+++ Extracted material

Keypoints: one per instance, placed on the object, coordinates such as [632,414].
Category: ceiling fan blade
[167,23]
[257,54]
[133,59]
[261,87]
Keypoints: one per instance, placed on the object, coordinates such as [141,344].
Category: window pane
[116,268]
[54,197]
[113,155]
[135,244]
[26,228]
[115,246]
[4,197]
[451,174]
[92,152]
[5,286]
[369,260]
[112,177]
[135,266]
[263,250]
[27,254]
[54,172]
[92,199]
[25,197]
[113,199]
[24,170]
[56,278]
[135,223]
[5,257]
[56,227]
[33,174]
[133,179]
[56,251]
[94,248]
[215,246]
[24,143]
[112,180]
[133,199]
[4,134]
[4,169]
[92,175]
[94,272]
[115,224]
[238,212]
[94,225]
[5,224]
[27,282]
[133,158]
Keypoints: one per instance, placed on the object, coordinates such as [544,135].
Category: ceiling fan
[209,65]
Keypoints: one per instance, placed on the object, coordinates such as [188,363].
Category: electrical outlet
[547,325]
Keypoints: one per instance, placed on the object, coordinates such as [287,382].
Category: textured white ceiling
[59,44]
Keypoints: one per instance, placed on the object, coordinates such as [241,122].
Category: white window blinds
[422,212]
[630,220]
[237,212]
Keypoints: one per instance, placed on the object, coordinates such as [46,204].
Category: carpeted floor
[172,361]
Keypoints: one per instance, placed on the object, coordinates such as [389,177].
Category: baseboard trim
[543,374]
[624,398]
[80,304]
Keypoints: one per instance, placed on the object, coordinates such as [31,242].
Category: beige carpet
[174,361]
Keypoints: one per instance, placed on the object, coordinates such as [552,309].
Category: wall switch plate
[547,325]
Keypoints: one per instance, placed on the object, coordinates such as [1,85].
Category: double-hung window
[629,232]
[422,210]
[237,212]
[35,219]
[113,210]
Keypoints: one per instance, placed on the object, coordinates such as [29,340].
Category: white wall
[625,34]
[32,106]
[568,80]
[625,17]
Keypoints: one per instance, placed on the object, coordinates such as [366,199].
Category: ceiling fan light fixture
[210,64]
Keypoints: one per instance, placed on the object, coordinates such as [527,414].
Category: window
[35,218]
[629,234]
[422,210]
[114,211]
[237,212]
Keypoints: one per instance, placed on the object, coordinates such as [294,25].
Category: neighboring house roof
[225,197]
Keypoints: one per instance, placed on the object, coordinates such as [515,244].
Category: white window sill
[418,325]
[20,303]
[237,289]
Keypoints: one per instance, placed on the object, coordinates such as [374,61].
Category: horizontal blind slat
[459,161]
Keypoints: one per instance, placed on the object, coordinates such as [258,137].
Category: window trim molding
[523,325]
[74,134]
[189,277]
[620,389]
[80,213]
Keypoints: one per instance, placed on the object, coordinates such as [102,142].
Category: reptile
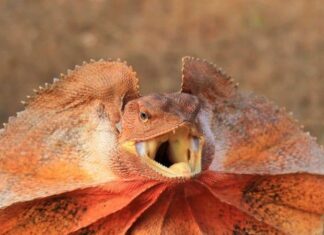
[90,155]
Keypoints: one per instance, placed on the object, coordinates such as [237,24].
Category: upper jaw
[174,154]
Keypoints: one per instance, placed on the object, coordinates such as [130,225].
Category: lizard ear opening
[205,80]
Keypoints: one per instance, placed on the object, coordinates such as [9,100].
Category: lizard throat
[174,154]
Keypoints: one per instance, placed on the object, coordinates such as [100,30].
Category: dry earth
[275,48]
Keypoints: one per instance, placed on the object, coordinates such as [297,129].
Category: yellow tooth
[181,168]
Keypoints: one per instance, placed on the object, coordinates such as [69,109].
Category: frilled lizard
[89,155]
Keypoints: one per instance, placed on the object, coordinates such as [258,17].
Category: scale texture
[63,170]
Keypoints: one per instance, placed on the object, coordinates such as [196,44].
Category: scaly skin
[73,161]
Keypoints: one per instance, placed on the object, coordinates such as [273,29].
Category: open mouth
[174,154]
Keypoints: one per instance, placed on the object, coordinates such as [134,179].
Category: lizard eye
[143,116]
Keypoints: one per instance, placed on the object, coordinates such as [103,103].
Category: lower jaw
[184,151]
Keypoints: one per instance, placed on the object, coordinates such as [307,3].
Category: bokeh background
[274,48]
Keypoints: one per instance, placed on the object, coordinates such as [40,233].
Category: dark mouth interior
[162,156]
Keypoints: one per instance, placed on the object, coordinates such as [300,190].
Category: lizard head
[162,132]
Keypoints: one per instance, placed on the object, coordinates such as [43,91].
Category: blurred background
[274,48]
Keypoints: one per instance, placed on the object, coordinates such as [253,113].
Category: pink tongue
[181,167]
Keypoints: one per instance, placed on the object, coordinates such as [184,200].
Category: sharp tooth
[141,149]
[181,167]
[194,144]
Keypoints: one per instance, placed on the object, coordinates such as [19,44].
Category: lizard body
[89,155]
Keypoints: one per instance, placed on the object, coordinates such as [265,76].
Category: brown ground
[275,48]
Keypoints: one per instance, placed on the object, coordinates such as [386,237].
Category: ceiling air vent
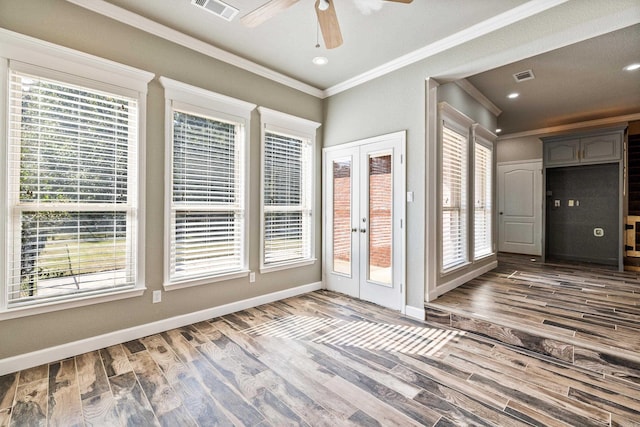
[524,76]
[217,7]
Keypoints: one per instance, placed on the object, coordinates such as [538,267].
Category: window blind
[207,201]
[483,210]
[454,188]
[287,198]
[72,190]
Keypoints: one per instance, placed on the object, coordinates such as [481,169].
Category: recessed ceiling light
[320,60]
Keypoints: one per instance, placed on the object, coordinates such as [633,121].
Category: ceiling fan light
[320,60]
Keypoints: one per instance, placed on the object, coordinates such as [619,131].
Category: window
[288,145]
[483,192]
[71,189]
[206,185]
[454,178]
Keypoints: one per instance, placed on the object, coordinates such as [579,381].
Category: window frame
[74,67]
[191,99]
[299,128]
[451,118]
[483,137]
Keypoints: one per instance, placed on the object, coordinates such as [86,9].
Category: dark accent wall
[594,190]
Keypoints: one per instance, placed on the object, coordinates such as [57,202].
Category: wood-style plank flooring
[320,359]
[582,314]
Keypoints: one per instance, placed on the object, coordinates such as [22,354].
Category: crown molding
[573,126]
[487,26]
[478,96]
[126,17]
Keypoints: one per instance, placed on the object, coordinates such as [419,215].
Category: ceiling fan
[327,18]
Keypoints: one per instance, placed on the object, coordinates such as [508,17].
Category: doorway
[364,214]
[520,208]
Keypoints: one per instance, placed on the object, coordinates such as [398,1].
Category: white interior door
[364,218]
[520,208]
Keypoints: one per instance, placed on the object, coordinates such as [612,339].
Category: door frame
[402,177]
[538,199]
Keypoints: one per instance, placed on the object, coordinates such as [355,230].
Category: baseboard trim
[48,355]
[446,287]
[415,312]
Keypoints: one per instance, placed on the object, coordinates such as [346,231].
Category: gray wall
[62,23]
[519,149]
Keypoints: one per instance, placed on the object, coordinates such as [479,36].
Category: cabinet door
[601,148]
[561,153]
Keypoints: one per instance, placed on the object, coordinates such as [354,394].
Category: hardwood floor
[585,315]
[321,359]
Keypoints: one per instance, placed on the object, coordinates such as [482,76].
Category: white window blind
[287,196]
[483,209]
[207,200]
[454,195]
[72,198]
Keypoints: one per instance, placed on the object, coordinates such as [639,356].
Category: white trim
[448,286]
[287,265]
[402,134]
[271,117]
[520,162]
[301,129]
[415,312]
[30,50]
[190,282]
[480,29]
[473,92]
[82,301]
[149,26]
[573,126]
[48,355]
[204,98]
[195,100]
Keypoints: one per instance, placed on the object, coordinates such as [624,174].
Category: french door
[364,219]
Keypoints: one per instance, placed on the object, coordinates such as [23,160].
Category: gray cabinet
[596,147]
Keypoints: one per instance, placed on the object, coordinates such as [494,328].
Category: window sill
[287,265]
[455,268]
[48,307]
[188,283]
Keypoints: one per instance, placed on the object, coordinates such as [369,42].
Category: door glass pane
[342,216]
[380,230]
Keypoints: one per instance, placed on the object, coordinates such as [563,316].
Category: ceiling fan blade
[266,12]
[329,26]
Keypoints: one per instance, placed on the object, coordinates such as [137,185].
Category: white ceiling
[579,82]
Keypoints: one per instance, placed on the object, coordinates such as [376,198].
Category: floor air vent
[523,76]
[217,7]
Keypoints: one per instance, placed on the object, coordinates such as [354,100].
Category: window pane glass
[287,199]
[380,219]
[208,206]
[342,216]
[285,236]
[204,160]
[74,142]
[66,253]
[206,242]
[454,188]
[72,158]
[483,210]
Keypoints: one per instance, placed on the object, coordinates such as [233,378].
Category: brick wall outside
[379,228]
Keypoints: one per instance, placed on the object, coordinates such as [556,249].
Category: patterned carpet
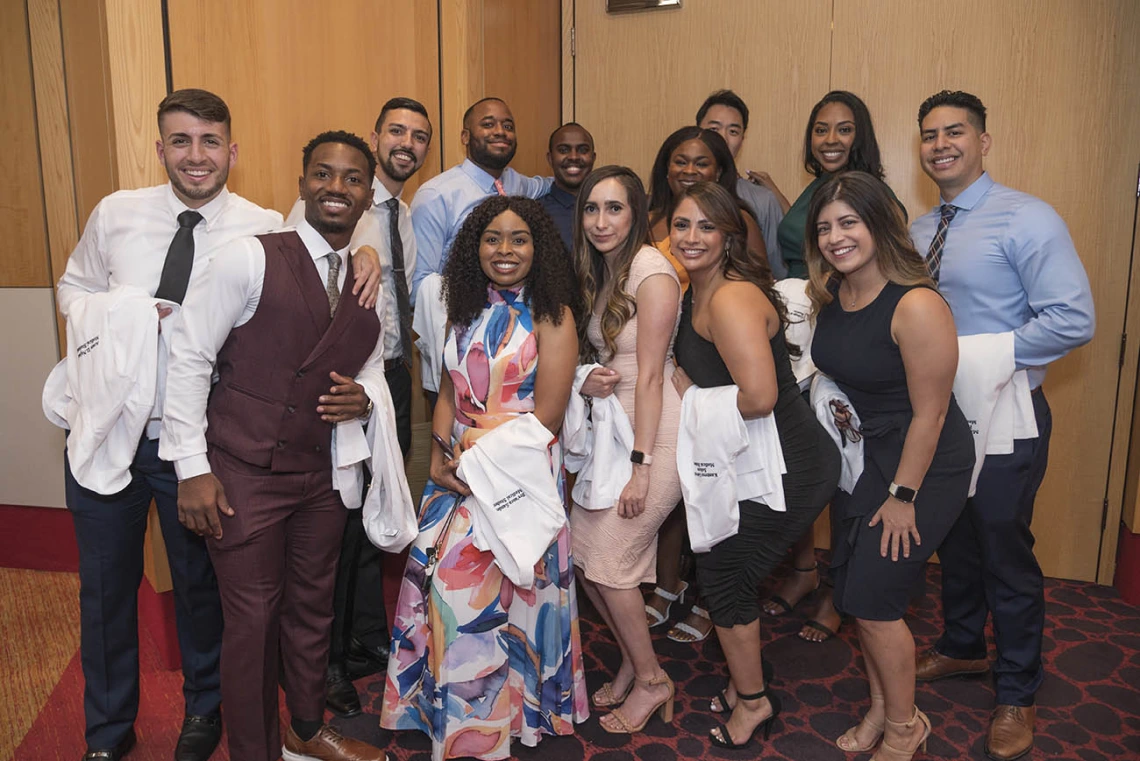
[1089,708]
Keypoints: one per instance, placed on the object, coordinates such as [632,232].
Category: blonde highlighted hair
[591,263]
[871,201]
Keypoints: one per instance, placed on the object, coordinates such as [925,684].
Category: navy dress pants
[988,569]
[110,531]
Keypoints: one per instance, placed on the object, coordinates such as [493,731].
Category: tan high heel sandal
[665,708]
[847,742]
[888,752]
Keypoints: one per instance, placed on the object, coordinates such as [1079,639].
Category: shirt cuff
[192,466]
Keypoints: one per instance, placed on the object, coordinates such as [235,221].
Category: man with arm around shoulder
[1004,262]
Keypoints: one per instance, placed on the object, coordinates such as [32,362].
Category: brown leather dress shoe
[933,665]
[1010,731]
[328,745]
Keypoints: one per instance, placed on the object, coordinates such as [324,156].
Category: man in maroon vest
[275,313]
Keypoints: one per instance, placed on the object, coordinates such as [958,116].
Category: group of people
[743,361]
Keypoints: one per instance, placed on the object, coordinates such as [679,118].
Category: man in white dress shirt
[153,238]
[399,141]
[276,318]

++++++

■ Work instructions
Beginning with the line that holds "such as [556,249].", extract every line to the end of the material, exactly as it stands, and drop the pictures.

■ Exercise output
Keypoints: one per instance, placed on the object, coordinates such as [556,249].
Category: patterned carpet
[1089,708]
Keypoints: one per instance, placed on the object, coordinates such as [632,232].
Category: blonde highlighted hair
[591,263]
[871,201]
Keypoints: one per instance, placed on the object, coordinates such as [925,684].
Category: navy dress pants
[988,569]
[110,531]
Keypoints: one per instance, placed on the object, coordinates such as [493,731].
Category: tan high heel sandal
[665,708]
[847,742]
[888,752]
Keypoints: one per instance, placed on the object, coordinates such as [1079,639].
Category: shirt cuff
[192,466]
Keypoints: one per instance, placed on the object, coordinates such as [235,221].
Category: man with arm around shoulder
[1004,262]
Keypoints: one per instance, placed on the object, coordinates such as [32,362].
Category: brown leather dress shoe
[933,665]
[1010,731]
[328,745]
Keypoints: one per instance, placed on the object, coordinates such as [324,156].
Category: man in maroon vest
[275,313]
Keypoints: one per instance, placed on the object, coordinates such as [958,116].
Category: group of people
[743,361]
Keypoints: one per instance, placed on the object, coordinates such as [679,118].
Category: man in white dress shirt
[153,238]
[399,141]
[276,318]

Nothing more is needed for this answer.